### [TO BE DONE]
Count the lines in the items below that contain the word "highway". Reply with the number alone.

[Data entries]
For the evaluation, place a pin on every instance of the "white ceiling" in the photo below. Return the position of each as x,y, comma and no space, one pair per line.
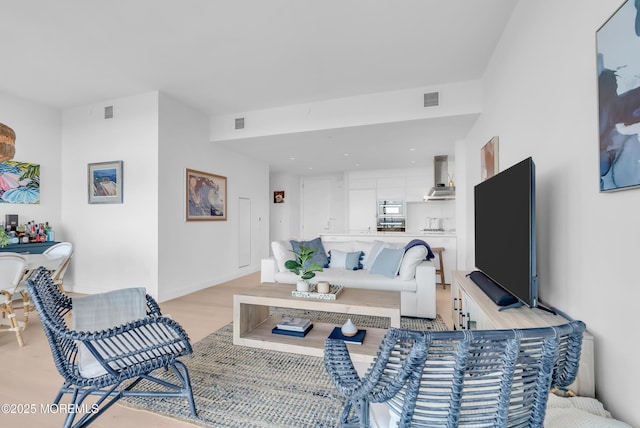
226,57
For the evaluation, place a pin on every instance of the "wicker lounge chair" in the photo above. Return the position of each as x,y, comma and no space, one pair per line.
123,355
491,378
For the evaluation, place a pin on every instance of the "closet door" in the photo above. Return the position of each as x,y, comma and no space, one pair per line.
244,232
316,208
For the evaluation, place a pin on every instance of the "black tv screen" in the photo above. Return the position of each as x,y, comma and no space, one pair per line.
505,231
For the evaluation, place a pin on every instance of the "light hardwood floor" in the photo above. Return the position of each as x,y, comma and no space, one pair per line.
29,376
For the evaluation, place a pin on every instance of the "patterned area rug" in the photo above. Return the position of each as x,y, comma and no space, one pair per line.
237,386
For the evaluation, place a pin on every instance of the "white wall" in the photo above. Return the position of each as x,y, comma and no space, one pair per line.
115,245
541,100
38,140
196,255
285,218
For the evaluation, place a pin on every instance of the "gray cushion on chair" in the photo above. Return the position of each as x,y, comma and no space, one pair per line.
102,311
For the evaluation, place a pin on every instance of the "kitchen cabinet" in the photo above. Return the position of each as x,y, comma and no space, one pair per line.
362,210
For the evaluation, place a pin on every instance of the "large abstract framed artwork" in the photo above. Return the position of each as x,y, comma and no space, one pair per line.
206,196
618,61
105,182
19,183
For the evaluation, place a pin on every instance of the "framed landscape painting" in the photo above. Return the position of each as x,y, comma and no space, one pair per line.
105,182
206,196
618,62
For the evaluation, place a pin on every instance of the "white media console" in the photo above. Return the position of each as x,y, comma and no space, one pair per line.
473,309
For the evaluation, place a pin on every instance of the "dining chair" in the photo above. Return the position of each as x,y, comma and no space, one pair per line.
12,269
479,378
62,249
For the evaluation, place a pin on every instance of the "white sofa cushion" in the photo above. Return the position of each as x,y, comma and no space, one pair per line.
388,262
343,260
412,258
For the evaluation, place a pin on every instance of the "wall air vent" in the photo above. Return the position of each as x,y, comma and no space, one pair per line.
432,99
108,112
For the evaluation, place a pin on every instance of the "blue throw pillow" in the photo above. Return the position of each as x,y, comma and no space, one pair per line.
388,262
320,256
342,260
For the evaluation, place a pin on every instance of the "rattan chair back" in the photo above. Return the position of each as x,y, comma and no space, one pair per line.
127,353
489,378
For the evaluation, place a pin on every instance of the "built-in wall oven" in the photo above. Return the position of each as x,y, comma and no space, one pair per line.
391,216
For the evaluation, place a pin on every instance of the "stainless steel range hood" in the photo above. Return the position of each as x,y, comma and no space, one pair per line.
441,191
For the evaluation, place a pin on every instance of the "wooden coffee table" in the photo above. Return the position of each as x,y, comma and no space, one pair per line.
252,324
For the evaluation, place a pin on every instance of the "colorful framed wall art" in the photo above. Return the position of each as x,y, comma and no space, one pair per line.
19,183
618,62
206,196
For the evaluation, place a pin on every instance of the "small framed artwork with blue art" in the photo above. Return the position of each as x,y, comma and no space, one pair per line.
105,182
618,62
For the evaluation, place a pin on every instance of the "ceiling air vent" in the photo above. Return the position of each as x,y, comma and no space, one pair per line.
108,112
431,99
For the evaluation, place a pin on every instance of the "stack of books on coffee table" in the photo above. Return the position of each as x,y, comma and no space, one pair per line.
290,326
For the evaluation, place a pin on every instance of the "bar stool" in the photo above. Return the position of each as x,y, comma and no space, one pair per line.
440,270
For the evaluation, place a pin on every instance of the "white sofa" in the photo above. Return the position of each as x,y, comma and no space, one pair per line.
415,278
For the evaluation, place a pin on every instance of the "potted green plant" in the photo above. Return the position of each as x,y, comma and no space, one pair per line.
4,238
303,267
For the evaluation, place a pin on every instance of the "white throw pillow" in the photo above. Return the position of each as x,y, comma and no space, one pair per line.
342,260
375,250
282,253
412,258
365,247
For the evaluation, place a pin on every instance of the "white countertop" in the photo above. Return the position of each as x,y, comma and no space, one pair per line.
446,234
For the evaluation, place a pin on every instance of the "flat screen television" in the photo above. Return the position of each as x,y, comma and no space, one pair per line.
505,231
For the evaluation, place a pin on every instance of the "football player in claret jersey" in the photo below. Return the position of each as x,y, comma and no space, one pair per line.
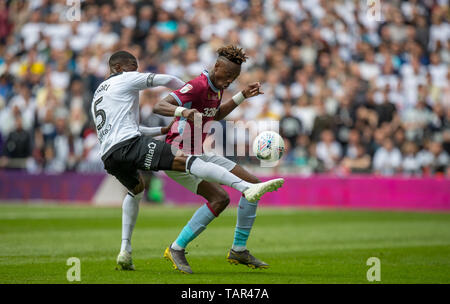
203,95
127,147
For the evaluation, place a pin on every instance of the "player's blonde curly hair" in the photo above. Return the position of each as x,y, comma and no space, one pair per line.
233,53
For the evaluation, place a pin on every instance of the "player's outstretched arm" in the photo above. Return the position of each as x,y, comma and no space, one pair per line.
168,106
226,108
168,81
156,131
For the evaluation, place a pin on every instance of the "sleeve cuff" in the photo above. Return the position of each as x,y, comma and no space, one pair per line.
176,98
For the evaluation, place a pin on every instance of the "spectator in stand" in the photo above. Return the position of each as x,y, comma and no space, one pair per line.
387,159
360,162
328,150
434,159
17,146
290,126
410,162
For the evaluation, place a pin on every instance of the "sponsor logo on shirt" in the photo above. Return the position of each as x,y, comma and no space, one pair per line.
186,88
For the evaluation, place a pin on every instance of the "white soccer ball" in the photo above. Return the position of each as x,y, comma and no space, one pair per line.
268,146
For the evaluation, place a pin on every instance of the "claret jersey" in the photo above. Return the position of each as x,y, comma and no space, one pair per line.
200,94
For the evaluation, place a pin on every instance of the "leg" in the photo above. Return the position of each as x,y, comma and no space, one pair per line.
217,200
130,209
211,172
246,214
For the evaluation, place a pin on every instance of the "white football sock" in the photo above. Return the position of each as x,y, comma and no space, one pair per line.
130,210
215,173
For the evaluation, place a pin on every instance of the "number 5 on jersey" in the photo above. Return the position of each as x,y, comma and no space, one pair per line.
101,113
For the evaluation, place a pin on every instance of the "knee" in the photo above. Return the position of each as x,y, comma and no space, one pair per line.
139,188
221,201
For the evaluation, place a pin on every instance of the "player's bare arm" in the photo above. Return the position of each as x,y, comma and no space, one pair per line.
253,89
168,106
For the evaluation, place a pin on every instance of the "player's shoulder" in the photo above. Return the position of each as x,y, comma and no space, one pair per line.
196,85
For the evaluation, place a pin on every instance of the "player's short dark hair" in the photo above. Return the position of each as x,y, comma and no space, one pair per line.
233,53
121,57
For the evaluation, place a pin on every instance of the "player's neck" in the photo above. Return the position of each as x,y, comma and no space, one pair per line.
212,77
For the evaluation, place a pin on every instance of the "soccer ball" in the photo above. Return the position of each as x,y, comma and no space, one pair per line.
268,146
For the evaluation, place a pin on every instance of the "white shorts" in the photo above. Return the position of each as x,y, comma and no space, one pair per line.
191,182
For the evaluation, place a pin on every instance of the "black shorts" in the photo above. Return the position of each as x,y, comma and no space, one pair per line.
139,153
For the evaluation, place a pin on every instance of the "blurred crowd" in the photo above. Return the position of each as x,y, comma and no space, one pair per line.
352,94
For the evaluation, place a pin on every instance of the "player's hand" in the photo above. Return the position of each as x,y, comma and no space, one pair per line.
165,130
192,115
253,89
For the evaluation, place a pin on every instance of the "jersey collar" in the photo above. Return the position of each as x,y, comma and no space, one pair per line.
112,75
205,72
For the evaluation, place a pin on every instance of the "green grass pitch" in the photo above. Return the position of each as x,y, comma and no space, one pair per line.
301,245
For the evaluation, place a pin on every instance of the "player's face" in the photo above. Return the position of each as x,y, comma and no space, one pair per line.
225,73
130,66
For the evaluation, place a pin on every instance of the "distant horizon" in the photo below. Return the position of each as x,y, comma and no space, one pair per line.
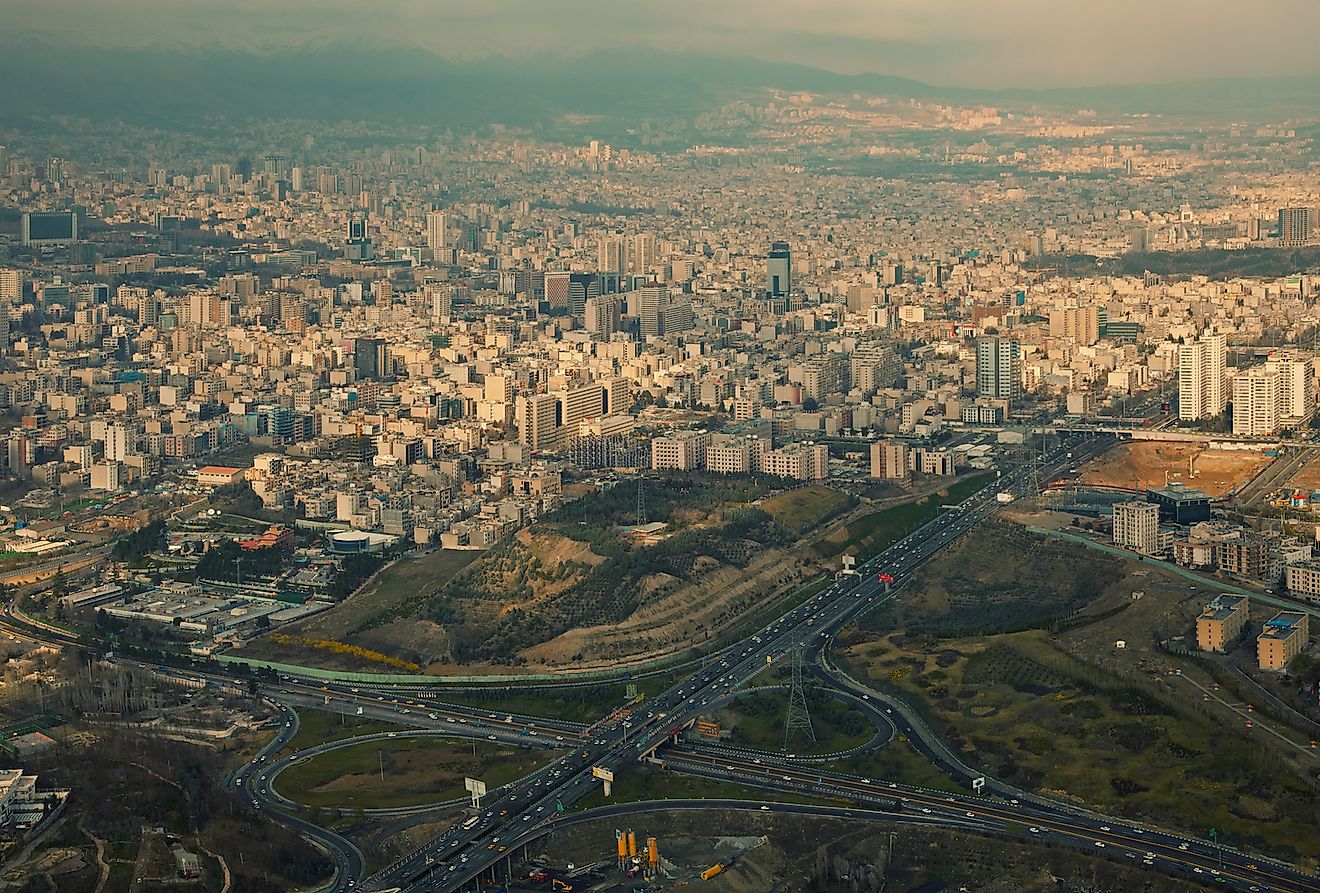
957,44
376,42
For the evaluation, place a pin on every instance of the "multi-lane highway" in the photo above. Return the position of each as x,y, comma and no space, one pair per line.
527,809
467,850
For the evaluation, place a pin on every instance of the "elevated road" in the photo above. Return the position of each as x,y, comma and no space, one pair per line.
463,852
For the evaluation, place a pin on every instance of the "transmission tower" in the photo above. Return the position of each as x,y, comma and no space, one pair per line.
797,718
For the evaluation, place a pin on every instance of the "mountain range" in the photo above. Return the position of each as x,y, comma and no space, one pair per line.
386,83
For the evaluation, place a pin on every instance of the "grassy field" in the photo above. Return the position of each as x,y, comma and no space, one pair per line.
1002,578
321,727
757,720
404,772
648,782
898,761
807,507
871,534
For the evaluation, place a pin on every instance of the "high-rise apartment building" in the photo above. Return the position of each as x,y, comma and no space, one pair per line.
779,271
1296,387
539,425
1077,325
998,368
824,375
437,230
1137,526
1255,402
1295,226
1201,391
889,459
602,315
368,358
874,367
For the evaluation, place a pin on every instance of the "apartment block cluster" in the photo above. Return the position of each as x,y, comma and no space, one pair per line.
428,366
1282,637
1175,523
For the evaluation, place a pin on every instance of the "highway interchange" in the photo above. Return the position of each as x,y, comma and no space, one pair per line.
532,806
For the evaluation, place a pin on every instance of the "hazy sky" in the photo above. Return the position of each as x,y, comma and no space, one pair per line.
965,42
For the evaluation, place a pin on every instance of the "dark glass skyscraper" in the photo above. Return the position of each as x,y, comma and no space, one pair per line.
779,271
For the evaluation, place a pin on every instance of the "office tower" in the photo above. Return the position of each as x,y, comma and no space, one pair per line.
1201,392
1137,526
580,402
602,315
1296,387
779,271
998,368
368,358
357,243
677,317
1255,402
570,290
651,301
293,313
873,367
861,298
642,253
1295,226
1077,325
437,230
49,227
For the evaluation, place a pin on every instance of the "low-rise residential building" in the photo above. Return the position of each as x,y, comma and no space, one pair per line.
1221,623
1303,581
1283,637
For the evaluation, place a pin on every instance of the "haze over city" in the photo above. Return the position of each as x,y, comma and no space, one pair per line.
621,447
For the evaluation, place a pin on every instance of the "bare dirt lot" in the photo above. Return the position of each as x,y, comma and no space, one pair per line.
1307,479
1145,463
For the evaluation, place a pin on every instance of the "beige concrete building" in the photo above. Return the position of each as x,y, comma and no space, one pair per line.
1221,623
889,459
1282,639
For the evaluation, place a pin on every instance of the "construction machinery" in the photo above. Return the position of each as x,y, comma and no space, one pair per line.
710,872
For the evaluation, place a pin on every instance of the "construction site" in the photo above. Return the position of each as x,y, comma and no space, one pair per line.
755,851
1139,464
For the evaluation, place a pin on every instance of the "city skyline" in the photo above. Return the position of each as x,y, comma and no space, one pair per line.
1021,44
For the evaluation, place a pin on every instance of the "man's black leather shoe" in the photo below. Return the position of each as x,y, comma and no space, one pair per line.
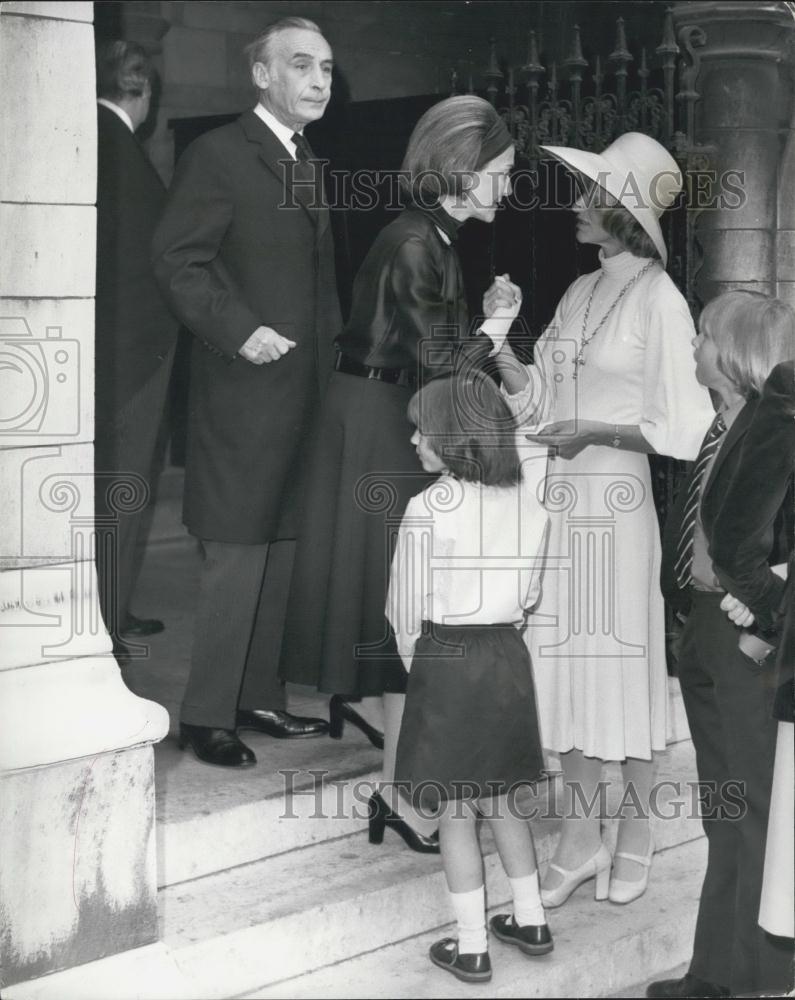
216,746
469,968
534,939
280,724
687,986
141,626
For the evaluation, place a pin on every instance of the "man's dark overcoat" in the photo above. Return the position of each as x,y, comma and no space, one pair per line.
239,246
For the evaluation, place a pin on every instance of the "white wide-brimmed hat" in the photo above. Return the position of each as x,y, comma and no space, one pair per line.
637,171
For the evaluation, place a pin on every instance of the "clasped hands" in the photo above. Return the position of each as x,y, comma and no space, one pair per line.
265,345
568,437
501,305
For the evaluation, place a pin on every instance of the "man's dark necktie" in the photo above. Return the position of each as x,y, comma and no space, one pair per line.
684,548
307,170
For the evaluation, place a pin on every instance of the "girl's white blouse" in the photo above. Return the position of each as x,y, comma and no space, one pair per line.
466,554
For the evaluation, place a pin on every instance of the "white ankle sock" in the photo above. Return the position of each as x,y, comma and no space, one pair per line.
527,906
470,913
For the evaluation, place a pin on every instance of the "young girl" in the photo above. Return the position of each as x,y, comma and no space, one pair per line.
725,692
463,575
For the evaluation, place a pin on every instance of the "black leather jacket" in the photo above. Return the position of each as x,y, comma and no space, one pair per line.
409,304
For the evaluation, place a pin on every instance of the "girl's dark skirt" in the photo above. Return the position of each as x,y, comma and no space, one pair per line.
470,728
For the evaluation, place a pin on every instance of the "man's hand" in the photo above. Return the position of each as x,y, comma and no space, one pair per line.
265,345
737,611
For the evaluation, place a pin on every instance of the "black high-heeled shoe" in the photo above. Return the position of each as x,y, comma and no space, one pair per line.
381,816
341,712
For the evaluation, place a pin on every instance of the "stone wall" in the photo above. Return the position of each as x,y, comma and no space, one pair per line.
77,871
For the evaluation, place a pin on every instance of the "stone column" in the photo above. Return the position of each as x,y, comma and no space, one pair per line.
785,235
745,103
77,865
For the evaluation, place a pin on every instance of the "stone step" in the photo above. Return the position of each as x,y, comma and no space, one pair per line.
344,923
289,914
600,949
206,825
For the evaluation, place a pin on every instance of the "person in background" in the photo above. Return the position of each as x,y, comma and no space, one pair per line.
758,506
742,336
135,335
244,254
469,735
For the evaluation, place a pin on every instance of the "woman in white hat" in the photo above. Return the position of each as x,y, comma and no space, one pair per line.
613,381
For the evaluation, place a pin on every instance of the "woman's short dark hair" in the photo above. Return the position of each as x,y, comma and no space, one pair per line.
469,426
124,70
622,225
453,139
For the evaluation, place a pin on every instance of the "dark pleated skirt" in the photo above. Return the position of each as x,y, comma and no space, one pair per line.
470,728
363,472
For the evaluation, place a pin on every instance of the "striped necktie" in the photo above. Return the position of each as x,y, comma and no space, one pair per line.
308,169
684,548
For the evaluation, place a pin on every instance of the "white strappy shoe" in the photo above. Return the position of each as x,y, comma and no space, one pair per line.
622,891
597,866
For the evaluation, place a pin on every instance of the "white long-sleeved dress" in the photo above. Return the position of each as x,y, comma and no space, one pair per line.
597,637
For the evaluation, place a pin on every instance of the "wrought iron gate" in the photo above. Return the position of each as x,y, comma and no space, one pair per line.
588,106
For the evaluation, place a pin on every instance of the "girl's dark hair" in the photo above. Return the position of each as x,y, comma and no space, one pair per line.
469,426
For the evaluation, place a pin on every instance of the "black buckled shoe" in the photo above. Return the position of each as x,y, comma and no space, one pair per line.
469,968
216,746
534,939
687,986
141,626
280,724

### [RESULT FOR THIS TASK]
2